> [Record set]
━━━━━━━━━━━━━━━━

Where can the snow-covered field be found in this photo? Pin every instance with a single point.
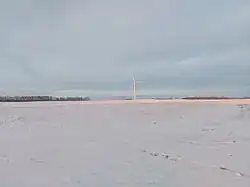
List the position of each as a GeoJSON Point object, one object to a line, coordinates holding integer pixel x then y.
{"type": "Point", "coordinates": [131, 145]}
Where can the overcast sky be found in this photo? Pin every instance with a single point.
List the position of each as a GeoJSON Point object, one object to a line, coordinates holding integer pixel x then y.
{"type": "Point", "coordinates": [70, 46]}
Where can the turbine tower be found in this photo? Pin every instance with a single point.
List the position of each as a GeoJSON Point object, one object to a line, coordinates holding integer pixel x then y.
{"type": "Point", "coordinates": [134, 88]}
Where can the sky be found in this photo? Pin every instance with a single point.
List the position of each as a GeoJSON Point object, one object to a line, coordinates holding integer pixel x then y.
{"type": "Point", "coordinates": [81, 47]}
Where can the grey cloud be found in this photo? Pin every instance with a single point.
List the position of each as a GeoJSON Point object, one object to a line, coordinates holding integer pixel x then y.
{"type": "Point", "coordinates": [48, 46]}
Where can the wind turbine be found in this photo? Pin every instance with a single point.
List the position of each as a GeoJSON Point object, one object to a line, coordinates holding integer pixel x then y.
{"type": "Point", "coordinates": [134, 88]}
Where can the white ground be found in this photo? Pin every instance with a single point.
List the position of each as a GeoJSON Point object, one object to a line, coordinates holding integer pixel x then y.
{"type": "Point", "coordinates": [73, 144]}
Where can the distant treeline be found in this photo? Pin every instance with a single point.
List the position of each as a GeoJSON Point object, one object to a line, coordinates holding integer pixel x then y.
{"type": "Point", "coordinates": [40, 98]}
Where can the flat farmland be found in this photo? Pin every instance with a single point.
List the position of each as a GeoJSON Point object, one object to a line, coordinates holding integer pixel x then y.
{"type": "Point", "coordinates": [130, 144]}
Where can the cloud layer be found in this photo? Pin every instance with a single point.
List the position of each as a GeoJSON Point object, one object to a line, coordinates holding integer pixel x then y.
{"type": "Point", "coordinates": [53, 46]}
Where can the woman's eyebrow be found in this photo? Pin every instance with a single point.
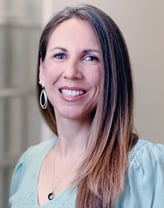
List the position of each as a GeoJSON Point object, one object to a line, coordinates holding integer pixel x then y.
{"type": "Point", "coordinates": [58, 48]}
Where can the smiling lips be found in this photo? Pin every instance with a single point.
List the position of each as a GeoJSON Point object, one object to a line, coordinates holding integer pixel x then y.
{"type": "Point", "coordinates": [72, 92]}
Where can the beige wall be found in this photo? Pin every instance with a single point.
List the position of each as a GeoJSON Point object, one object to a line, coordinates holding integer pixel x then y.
{"type": "Point", "coordinates": [142, 24]}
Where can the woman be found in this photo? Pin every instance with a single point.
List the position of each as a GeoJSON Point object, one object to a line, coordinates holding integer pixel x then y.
{"type": "Point", "coordinates": [85, 92]}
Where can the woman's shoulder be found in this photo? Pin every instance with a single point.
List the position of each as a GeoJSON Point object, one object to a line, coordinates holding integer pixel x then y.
{"type": "Point", "coordinates": [144, 181]}
{"type": "Point", "coordinates": [146, 153]}
{"type": "Point", "coordinates": [29, 161]}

━━━━━━━━━━━━━━━━

> [Goal]
Copy out every one of the rows above word for word, without the pictures.

> [Completed exercise]
Where can the snow-covered field be found in this photo? Pin every instance with a single point.
List the position of each as a GeoJSON Point object, one object to a line, coordinates holding integer pixel x then y.
{"type": "Point", "coordinates": [131, 145]}
Where can the overcast sky be found in this photo? Pin every instance with a single point.
List the position of each as a GeoJSON Point object, one object to a line, coordinates holding integer pixel x then y.
{"type": "Point", "coordinates": [70, 46]}
Where can the turbine tower be found in this photo? Pin every instance with a single point.
List the position of each as a GeoJSON Point object, one object to a line, coordinates holding integer pixel x then y.
{"type": "Point", "coordinates": [134, 88]}
Where can the sky be found in this photo? Pin every instance with a single point.
List the position of each as a GeoJSON Point object, one object to a line, coordinates holding integer pixel x then y.
{"type": "Point", "coordinates": [81, 47]}
Where can the grey cloud be found in this photo? Pin every instance with a single point.
List the position of each as a GeoJSON Point object, one object to a line, coordinates holding integer pixel x then y.
{"type": "Point", "coordinates": [48, 46]}
Where can the wind turbine be found in this photo? Pin every instance with a single point.
List the position of each as a GeoJSON Point object, one object to a line, coordinates holding integer pixel x then y.
{"type": "Point", "coordinates": [134, 88]}
Where can the white ground be found in this photo? Pin every instance with a single point.
List the position of each as a GeoJSON Point object, one object to a line, coordinates holding integer pixel x then y.
{"type": "Point", "coordinates": [73, 144]}
Where can the distant treeline be found in this photo? Pin every instance with a single point.
List the position of each as a GeoJSON Point object, one object to a line, coordinates holding integer pixel x then y.
{"type": "Point", "coordinates": [40, 98]}
Where can the flat farmland be found in this photo? Pin every instance with a single point.
List the position of each as a GeoJSON Point object, one object to a line, coordinates holding integer pixel x then y.
{"type": "Point", "coordinates": [130, 144]}
Where can the cloud layer be found in this photo? Pin every instance with a single point.
List the position of each as a GeoJSON Point object, one object to a line, coordinates holding integer pixel x then y.
{"type": "Point", "coordinates": [53, 46]}
Where can the woman's eyebrow be found in this photo? Pin every instance with a single point.
List the position of each as a GeoJSON Point object, one object to a line, coordinates holding integer pixel x then y.
{"type": "Point", "coordinates": [58, 48]}
Where can the smiling lips be found in this photo? Pin every instance with a single point.
List the position of each as a GeoJSON Point object, one object to a line, coordinates holding integer pixel x then y.
{"type": "Point", "coordinates": [72, 92]}
Where can the beige wall be found in this photo? Pin every instance with a single point.
List the position of each as a GeoJSON Point object, one object to a line, coordinates holding integer pixel x then y.
{"type": "Point", "coordinates": [142, 24]}
Where can the woman be found in this photo? Pin every instance with a single point.
List the position of each as a GeoJSON Point object, one object to a line, coordinates holding integer pixel x then y.
{"type": "Point", "coordinates": [85, 92]}
Where can the woman's shoulder be found in this photo? Pin every instance with a single point.
List the position of each as a GeoJSON Point object, one object to a line, coordinates holding integer pixel x then y.
{"type": "Point", "coordinates": [144, 181]}
{"type": "Point", "coordinates": [146, 153]}
{"type": "Point", "coordinates": [29, 161]}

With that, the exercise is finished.